**TRAVAIL À FAIRE**
A - Dans l'extrait sur l'album Materialism, traduisez en anglais la phrase « Sur Materialism, les courts morceaux se veulent aussi impromptus que possible. »
B - Poursuivez l'extrait sur l'album Materialism à partir de sa dernière phrase.

**EXTRAIT DU TEXTE**
▬▬▬
Mais ça n’est évidemment pas tout.
Sur Materialism, les courts morceaux se veulent aussi impromptus que possible. Ils répondent d’ailleurs à des critères d’improvisation comme l’exige le Jazz le plus classique, mais pourtant, cette musique étrange venue d’ailleurs n’est pas élitiste, et donc, pas réservé aux musiciens désireux de se faire accepter par leurs pairs. On retrouve une certaine forme de dadaïsme, celui prôné par le Zappa des jeunes années, de l’agressivité élaborée à la ANIMALS AS LEADERS, des climats plus inquiétants, reposant sur des principes d’agression grave et de sons émanant de synthés autoritaires, mais aussi des harmonies superbes, et des mélodies concentrées qui réfutent le titre même de l’album. Materialism ne l’est donc pas, incite à la rêverie, tout du moins à l’imagination, alors que le déroulé de ce premier album laisse place à une certaine logique.
▬▬▬
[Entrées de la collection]
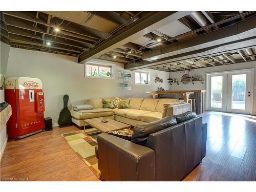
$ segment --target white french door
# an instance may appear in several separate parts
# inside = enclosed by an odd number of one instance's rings
[[[253,69],[206,74],[206,109],[249,114]]]

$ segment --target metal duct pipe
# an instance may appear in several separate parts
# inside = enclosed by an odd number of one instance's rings
[[[252,51],[250,49],[246,49],[245,50],[245,54],[246,55],[253,55],[254,53],[252,52]],[[255,60],[255,56],[252,56],[250,57],[251,58],[251,60]]]
[[[224,57],[222,55],[219,55],[218,57],[219,57],[220,60],[223,60],[224,59]]]
[[[207,20],[201,11],[195,11],[189,15],[201,27],[204,27],[208,25]],[[211,31],[210,29],[207,29],[205,31],[209,32]]]

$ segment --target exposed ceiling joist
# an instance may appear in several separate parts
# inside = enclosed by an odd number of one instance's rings
[[[51,22],[51,17],[52,17],[51,15],[48,15],[48,18],[47,19],[47,24],[50,25],[50,23]],[[50,32],[50,26],[47,26],[47,29],[46,30],[46,33],[49,33],[49,32]],[[45,38],[45,34],[46,34],[44,33],[42,34],[42,38],[43,39]],[[44,40],[43,44],[45,44],[45,41]]]
[[[37,25],[37,28],[33,27],[33,23],[31,22],[27,22],[19,18],[15,18],[15,17],[11,17],[8,15],[6,15],[6,25],[9,26],[13,26],[22,29],[26,29],[32,31],[35,31],[37,33],[39,32],[41,33],[45,33],[45,30],[44,26]],[[48,28],[48,27],[47,27]],[[89,44],[92,45],[94,42],[92,41],[93,39],[84,36],[79,35],[75,33],[70,33],[67,31],[61,31],[60,33],[54,33],[53,32],[49,31],[49,33],[46,33],[48,35],[63,38],[65,39],[69,39],[70,40]]]
[[[49,42],[54,42],[67,46],[77,47],[84,50],[89,45],[86,44],[75,42],[69,39],[65,39],[62,38],[54,37],[48,34],[45,34],[44,38],[42,38],[39,34],[34,34],[31,31],[22,30],[19,28],[15,28],[12,26],[8,26],[8,32],[9,34],[15,34],[17,35],[23,36],[27,37],[35,38],[38,39],[43,40],[44,41],[48,41]],[[43,44],[45,44],[44,43]]]
[[[226,47],[226,50],[220,49],[220,48],[226,46],[228,46],[228,47]],[[243,47],[245,46],[246,47]],[[156,66],[163,63],[196,59],[198,57],[202,58],[214,54],[228,53],[230,51],[237,51],[239,50],[254,47],[255,46],[256,46],[256,36],[234,41],[224,43],[220,45],[209,47],[207,48],[191,51],[186,53],[181,53],[178,55],[157,59],[152,62],[143,60],[138,62],[131,62],[127,63],[124,67],[125,69],[134,70],[151,67],[152,66]],[[234,47],[236,47],[236,48],[233,49]]]
[[[233,63],[236,63],[236,60],[233,58],[229,57],[227,55],[227,53],[222,53],[222,55],[223,55],[225,57],[231,61]]]
[[[127,21],[114,11],[90,11],[90,12],[119,25],[122,25]]]
[[[116,48],[113,51],[115,51],[117,53],[127,53],[128,52],[128,51],[126,50],[123,50],[121,48]],[[134,53],[133,51],[132,52],[132,53],[129,54],[131,56],[134,56],[135,57],[138,57],[138,58],[142,58],[142,55],[141,54],[137,54],[136,53]]]
[[[66,51],[63,50],[59,50],[59,49],[55,49],[53,48],[40,47],[37,45],[33,45],[31,44],[26,44],[26,43],[19,43],[16,42],[12,42],[11,47],[25,47],[32,50],[37,50],[47,52],[53,52],[54,53],[65,53],[69,55],[73,56],[77,56],[78,53],[73,52],[72,51]]]
[[[25,43],[27,44],[30,44],[33,45],[36,45],[45,47],[49,47],[50,48],[52,48],[54,49],[59,49],[60,50],[66,50],[69,51],[72,51],[73,52],[80,53],[82,51],[82,50],[81,50],[78,48],[71,47],[71,46],[66,46],[65,45],[59,45],[58,44],[52,44],[52,45],[48,46],[42,44],[42,40],[36,39],[32,39],[31,38],[29,38],[27,37],[24,37],[22,36],[19,36],[14,34],[10,34],[10,40],[11,42],[20,42],[20,43]]]
[[[36,12],[4,11],[3,12],[5,15],[8,15],[30,22],[35,22],[53,28],[58,27],[60,28],[61,30],[77,33],[96,39],[99,39],[101,38],[106,38],[109,36],[109,34],[106,33],[99,31],[71,22],[68,22],[58,17],[52,18],[50,24],[48,24],[47,19],[44,18],[46,18],[46,17],[48,17],[47,14],[42,12],[40,12],[40,14],[39,15],[37,19],[35,18]]]
[[[148,13],[131,24],[94,48],[79,56],[78,62],[90,60],[105,53],[124,45],[136,37],[143,35],[164,25],[176,20],[191,12],[155,11]]]
[[[239,54],[240,55],[240,56],[241,56],[241,57],[243,58],[243,59],[244,59],[244,60],[245,62],[247,62],[247,60],[246,60],[246,59],[245,58],[245,57],[244,57],[244,56],[243,55],[243,54],[242,53],[241,51],[240,50],[238,50],[238,53],[239,53]]]
[[[248,36],[248,35],[244,35],[243,33],[248,32],[250,34],[250,30],[254,30],[255,28],[256,16],[254,16],[237,24],[146,52],[143,53],[143,59],[150,61],[156,57],[158,59],[164,58],[181,52],[206,48],[209,47],[209,45],[220,46],[223,41],[229,42],[240,40]]]
[[[218,62],[219,62],[219,63],[221,63],[221,65],[224,65],[222,62],[221,62],[221,61],[220,61],[219,60],[218,60],[217,59],[216,59],[215,58],[214,58],[214,57],[212,57],[211,56],[209,56],[209,57],[210,57],[211,59],[212,59],[212,60],[214,60],[215,61],[217,61]]]
[[[211,66],[215,66],[215,64],[214,63],[210,63],[210,62],[209,62],[208,61],[206,61],[205,60],[204,60],[204,59],[201,59],[201,58],[198,58],[198,59],[199,59],[200,60],[203,61],[203,62],[204,62],[205,63],[207,63],[207,64],[209,64],[209,65],[210,65]]]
▬▬▬
**RÉPONSES PAR TÂCHE**
A - On Materialism, the short tracks aim to be as impromptu as possible.

B -
YAWN suggère donc l’ennui, mais ne le provoque jamais. D’une part, parce que son album est court, et par extension, parce que chaque morceau ne grappille que quelques précieuses minutes essentielles avant de laisser place au suivant. Ainsi, les émotions, les couleurs se succèdent comme sur un tableau peint en live, sous vos oreilles, et si le quintet a délibérément placé en ouverture son morceau le plus agressif, ne vous laissez pas leurrer par cette tentative de séduction brutale : ici, le Djent n’est qu’une composante parmi tant d’autres, et surtout pas un but. D’ailleurs « Fall Out » le précise immédiatement de ses bruits de sous-marin et de ses percussions tribales bancales. On comprend dès lors que le voyage ne va pas être tranquille, et que la mer d’huile risque de se transformer assez rapidement en vagues solitaires mettant à mal l’embarcation.
Le frêle esquif vogue donc en prenant soin de berner ses voiles en cas de bourrasque, mais prend quand même quelques risques avec la météo musicale. Alors que le vent souffle, le groupe souffle lui aussi, exhalant d’une colère presque néo-Thrash, sans jamais se départir de cette fluidité instrumentale qui le caractérise. Mais le track-by-track est interdit ici, et ce, pour une bonne raison : le plaisir de la découverte, et cette sensation d’être libre et trimbalé partout sans avoir le contrôle et pouvoir lâcher prise.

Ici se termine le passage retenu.